2023's Annual CO2 Minimum at the Mauna Loa Observatory Is 3.02 PPM Higher than 2022's Annual Minimum.

As I have written many times at DU, I regularly track the weekly, monthly and annual data at the Mauna Loa CO2 observatory, remarking on the regular setting of new records.

Here is the most recent reported weekly average:

Week beginning on October 15, 2023: 419.46 ppm
Weekly value from 1 year ago: 415.82 ppm
Weekly value from 10 years ago: 393.98 ppm
Last updated: October 27, 2023


Weekly average CO2 at Mauna Loa

Here is an example of one of those posts: New Weekly CO2 Concentration Record Set at the Mauna Loa Observatory, 423.65 ppm.

The annual concentrations, as a function of season fluctuations takes the form of a roughly sinusoidal function mapped on to a almost imperceptibly quadratic axis.

I derived a crude approximation for the quadratic equation in another post on this website: A Commentary on Failure, Delusion and Faith: Danish Data on Big Wind Turbines and Their Lifetimes.
....
§ **WORK TO COMPLETE**:
#1 Answer these questions using the Mauna Loa passage:
(a) By how many parts per million does 2023's annual CO2 minimum exceed 2022's?
(b) What weekly average is reported for the week beginning on October 15, 2023?
(c) What concentration is given in the title of the example post about a new weekly record?
#2 Retype the portion of the Mauna Loa passage between "Here is the" and "Observatory, 423.65 ppm.", inclusive.
The items that come after the Mauna Loa passage are separate material, unrelated to it.
....
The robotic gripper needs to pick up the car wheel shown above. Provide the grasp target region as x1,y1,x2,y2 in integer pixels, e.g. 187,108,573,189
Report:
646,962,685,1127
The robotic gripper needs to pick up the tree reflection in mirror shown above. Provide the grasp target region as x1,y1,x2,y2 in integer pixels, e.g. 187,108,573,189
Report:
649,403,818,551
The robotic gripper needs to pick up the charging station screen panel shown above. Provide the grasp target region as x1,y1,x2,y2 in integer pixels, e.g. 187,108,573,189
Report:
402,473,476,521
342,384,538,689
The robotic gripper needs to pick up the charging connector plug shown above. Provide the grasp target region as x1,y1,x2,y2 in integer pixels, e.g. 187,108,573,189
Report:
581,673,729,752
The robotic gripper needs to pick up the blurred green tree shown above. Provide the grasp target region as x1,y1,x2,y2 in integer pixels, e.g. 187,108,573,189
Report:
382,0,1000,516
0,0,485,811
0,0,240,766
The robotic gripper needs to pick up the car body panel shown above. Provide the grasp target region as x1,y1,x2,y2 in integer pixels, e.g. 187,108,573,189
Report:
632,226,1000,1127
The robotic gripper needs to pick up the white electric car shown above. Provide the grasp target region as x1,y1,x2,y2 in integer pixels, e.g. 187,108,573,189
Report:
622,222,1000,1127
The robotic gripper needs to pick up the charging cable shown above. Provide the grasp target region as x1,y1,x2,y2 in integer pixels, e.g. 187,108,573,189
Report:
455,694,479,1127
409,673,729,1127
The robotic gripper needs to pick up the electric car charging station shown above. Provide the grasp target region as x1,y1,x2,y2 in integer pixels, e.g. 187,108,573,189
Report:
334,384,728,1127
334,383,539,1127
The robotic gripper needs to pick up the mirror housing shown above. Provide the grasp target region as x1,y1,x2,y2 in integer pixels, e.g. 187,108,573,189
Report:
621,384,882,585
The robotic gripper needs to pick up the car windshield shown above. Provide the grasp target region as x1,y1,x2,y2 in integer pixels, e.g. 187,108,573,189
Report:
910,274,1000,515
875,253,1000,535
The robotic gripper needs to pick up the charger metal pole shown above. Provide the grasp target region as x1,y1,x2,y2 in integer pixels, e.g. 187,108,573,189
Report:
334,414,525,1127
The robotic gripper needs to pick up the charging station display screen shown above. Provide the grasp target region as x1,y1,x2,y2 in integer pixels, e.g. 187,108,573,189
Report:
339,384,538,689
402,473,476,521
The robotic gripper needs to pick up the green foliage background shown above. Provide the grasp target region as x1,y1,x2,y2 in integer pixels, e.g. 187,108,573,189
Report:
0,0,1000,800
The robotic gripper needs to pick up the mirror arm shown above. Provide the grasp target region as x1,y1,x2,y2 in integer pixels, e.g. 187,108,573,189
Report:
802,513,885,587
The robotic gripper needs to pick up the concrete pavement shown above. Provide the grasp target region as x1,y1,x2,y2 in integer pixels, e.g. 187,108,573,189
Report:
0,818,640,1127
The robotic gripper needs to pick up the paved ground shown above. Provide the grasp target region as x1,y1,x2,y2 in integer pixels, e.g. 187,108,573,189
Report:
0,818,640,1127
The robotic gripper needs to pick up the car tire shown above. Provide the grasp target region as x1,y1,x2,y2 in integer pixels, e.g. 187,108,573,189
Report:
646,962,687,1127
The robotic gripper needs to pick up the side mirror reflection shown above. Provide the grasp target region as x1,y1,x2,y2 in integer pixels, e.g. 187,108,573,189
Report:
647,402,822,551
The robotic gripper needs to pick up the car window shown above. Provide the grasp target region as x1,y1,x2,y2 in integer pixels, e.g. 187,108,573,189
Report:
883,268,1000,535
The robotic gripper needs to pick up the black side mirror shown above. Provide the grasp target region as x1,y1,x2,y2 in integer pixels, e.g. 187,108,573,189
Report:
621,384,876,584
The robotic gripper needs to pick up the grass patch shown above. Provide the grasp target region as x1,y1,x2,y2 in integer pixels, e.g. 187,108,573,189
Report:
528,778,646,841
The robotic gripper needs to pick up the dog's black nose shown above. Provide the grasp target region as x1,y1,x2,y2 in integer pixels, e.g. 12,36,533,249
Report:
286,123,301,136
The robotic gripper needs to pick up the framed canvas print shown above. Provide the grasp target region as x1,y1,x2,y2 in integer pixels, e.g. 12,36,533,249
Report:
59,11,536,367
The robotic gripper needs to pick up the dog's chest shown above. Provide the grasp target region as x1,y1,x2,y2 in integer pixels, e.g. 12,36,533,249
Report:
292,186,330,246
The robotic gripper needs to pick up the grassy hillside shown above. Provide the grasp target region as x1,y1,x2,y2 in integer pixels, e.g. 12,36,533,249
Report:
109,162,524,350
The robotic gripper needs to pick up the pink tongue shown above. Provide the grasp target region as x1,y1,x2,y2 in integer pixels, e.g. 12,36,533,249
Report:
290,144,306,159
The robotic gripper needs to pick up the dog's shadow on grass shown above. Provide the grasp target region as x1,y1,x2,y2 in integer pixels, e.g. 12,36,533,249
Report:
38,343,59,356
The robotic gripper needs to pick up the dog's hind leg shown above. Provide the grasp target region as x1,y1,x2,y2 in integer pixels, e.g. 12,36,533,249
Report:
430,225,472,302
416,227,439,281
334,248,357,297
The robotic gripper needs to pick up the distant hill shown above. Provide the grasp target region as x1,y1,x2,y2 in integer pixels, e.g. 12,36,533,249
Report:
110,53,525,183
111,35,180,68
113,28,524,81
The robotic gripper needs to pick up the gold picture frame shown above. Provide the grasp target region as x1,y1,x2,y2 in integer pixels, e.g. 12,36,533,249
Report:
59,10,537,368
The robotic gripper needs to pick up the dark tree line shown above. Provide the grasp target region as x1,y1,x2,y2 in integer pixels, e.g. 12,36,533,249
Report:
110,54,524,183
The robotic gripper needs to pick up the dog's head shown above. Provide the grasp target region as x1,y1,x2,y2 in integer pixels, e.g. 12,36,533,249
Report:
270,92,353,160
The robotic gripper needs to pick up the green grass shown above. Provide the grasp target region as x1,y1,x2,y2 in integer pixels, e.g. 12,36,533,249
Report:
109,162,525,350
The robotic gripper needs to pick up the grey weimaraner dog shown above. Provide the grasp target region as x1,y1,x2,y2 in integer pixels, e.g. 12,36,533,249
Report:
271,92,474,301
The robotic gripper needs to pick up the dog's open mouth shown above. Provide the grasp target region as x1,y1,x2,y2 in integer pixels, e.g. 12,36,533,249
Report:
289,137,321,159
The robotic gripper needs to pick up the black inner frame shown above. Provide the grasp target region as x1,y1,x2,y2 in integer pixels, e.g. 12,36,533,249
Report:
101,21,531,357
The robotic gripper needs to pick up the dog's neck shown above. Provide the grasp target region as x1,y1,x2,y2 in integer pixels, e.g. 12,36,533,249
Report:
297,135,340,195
....
§ **ANSWER SET**:
#1
(a) 3.02 ppm
(b) 419.46 ppm
(c) 423.65 ppm

#2
Here is the most recent reported weekly average:

Week beginning on October 15, 2023: 419.46 ppm
Weekly value from 1 year ago: 415.82 ppm
Weekly value from 10 years ago: 393.98 ppm
Last updated: October 27, 2023


Weekly average CO2 at Mauna Loa

Here is an example of one of those posts: New Weekly CO2 Concentration Record Set at the Mauna Loa Observatory, 423.65 ppm.